• DIRECTIVES
a. Please copy from the attorneys' fee ruling the part that opens with the words containing "Plaintiff’s supplemental brief" and closes with "of Lewis ¶6.)".
b. Answer these questions from the attorneys' fee ruling:
(i) What hourly rate is given for Robert S. Sall?
(ii) Under which Civil Code section was Plaintiff an equity seller?
(iii) Which case is cited for the reasonable hourly rate being the "prevailing rate for private attorneys in the community"?

>> START QUOTED PASSAGE

Second, Broker Defendants’ argument that the Complaint was based on false allegations are improper on a post-judgment motion for attorneys’ fees, particularly a motion based on a §998 offer.  Further, Plaintiff has standing under HESCA to bring the underlying claim for damages because she was an equity seller under Civil Code §1695.7.  (See Dagher v. Ford Motor Co. (2015) 238 Cal.App.4th 905, 916 [“The prerequisites for standing to assert statutorily-based causes of action are determined from the statutory language, as well as the underlying legislative intent and the purpose of the statute.”].)  Under the statute, Plaintiff was entitled to pursue equitable remedies beyond mere damages, including restitutionary and non-restitutionary disgorgement.  (Civ. Code §1695.7; see Meister v. Mensinger (2014) 230 Cal.App.4th 831, 398 [restitutionary disgorgement]; County of San Bernardino v. Walsh (2007) 158 Cal.App.4th 533, 542 [non-restitutionary disgorgement].)  Here, Plaintiff expressly sought disgorgement of the commissions paid to the Broker Defendants as well as any other monies wrongfully received. (Decl. of Spencer, Exh. A at pgs. 28:23-25, 29:2).

 

A.   Reasonable Fees

 

“[T]the fee setting inquiry in California ordinarily begins with the ‘lodestar,’ i.e., the number of hours reasonably expended multiplied by the reasonable hourly rate.  (PLCM Group v. Drexler (2000) 22 Cal.4th 1084, 1095.)  In making this calculation, the reasonable hourly rate is the “prevailing rate for private attorneys in the community” handling litigation of the same type.  (Ketchum v. Moses (2001) 24 Cal.4th 1122, 1133.)  The court may then adjust that result by using a multiplier to enhance the total fee to be paid to reflect circumstances specific to the case, such as the novelty of the questions involved, the skill displayed by the attorneys, and the contingent nature of the fee award.  (Id. at pg. 1132; PLCM Group, 22 Cal.4th at pg. 1095.)

 

Plaintiff’s counsel declares: (1) Counsel Suzanne Burke Spencer’s hourly rate is $590 in this matter, (2) Counsel Robert S. Sall’s hourly rate is $700, (3) Stephanie Brault’s hourly rate is $305, (4) Michael A. Sall’s hourly rate is $350, and (5) Derik Lewis’ hourly rate is $595.  (Decl. of Spencer ¶¶14-18; Decl. of Lewis ¶¶4-6.)  Plaintiff has sufficiently demonstrated counsels’ hourly rates are reasonable in their community of practice.  (Decl. of Spencer ¶¶14-18; Decl. of Lewis ¶¶4-6.) 

 

Plaintiff’s supplemental brief indicates she does not seek fees for time spent opposing the motion to strike of Financial Fitness, LLC or for time spent on discovery disputes and discovery motion practice with Financial Fitness.  (Supp.-Decl. of Spencer ¶5; Supp.-Decl. of Lewis ¶6.)

>> END QUOTED PASSAGE
>> START EXCERPTED DATA

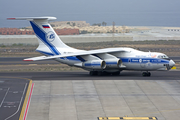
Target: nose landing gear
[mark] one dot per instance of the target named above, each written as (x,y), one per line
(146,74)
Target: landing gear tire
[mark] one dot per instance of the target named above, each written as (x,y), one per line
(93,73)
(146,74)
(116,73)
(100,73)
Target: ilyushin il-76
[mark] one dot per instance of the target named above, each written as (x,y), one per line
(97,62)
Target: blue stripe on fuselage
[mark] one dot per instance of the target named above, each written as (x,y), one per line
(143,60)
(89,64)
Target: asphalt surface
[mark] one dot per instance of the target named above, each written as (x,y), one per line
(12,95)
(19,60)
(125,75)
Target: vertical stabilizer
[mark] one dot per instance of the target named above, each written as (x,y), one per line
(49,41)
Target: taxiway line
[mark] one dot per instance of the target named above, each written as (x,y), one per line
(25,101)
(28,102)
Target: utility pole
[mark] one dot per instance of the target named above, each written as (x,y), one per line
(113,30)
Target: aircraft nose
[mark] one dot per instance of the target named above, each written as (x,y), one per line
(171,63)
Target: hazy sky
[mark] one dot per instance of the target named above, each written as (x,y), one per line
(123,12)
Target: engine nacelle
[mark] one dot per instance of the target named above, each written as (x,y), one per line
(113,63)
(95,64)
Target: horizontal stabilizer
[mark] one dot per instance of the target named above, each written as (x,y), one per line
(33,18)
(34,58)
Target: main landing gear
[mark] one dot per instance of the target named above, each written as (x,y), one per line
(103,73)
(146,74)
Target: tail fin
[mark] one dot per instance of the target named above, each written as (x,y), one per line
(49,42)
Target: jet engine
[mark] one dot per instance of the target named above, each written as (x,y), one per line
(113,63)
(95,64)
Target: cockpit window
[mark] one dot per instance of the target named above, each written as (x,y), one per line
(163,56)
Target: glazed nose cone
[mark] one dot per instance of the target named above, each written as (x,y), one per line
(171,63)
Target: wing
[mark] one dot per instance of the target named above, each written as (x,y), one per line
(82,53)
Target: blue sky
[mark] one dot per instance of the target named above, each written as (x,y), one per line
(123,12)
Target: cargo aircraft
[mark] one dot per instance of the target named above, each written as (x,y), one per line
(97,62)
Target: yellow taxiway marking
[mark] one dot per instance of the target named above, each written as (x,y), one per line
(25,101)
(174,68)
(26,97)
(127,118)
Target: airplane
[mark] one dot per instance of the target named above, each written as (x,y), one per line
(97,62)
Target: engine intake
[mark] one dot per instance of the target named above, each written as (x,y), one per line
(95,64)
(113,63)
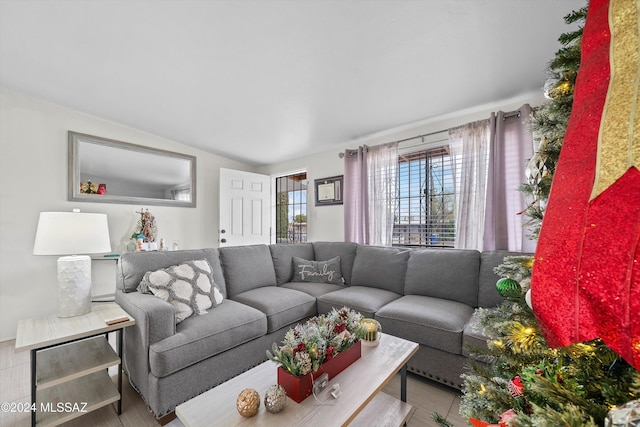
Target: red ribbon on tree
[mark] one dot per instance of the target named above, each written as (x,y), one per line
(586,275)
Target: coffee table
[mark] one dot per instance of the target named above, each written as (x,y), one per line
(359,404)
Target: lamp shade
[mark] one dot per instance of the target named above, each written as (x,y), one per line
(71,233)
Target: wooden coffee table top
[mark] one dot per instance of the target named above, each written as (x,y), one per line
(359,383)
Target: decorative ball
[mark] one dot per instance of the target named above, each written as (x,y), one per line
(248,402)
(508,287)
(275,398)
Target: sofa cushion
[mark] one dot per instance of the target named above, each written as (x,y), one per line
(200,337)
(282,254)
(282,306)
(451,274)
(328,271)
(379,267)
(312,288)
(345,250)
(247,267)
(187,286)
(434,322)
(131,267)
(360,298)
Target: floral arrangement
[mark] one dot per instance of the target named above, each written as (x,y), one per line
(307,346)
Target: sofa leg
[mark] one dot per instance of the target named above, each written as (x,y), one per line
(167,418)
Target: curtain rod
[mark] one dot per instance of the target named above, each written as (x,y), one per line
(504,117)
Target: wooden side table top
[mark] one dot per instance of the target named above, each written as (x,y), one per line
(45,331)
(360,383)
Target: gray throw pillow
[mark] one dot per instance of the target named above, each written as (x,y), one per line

>> END EXCERPTED DATA
>> START EXCERPTED DATA

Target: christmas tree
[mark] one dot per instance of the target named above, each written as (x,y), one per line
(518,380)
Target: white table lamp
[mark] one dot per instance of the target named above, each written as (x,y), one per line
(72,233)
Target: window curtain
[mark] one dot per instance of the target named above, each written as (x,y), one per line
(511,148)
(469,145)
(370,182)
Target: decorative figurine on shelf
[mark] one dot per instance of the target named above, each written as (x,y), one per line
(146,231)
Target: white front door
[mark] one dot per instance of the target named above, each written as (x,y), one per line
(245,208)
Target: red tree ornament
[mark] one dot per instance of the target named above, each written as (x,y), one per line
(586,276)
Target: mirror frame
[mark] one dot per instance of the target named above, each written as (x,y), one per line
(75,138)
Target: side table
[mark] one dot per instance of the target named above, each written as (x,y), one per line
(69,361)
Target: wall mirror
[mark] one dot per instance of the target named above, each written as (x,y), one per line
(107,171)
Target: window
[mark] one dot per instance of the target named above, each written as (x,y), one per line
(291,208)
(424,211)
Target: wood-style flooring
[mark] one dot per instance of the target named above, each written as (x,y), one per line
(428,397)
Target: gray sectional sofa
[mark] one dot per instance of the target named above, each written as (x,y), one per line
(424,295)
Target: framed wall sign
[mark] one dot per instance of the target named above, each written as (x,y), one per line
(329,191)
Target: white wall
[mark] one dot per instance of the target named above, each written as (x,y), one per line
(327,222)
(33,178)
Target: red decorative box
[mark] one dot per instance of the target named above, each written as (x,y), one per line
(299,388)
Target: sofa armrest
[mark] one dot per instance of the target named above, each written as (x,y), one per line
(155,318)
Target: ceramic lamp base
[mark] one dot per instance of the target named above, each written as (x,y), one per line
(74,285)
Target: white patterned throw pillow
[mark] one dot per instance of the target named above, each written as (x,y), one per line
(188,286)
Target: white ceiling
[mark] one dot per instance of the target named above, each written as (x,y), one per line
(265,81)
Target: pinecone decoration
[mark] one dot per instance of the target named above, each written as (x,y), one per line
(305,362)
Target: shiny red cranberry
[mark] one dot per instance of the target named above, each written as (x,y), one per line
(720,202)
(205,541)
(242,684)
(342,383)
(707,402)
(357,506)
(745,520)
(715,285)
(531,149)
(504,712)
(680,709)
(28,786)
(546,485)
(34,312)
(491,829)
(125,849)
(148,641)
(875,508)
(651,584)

>> END EXCERPTED DATA

• TASK RESULTS
a.
Plaintiff’s supplemental brief indicates she does not seek fees for time spent opposing the motion to strike of Financial Fitness, LLC or for time spent on discovery disputes and discovery motion practice with Financial Fitness.  (Supp.-Decl. of Spencer ¶5; Supp.-Decl. of Lewis ¶6.)

b.
(i) $700
(ii) Civil Code §1695.7
(iii) Ketchum v. Moses (2001) 24 Cal.4th 1122, 1133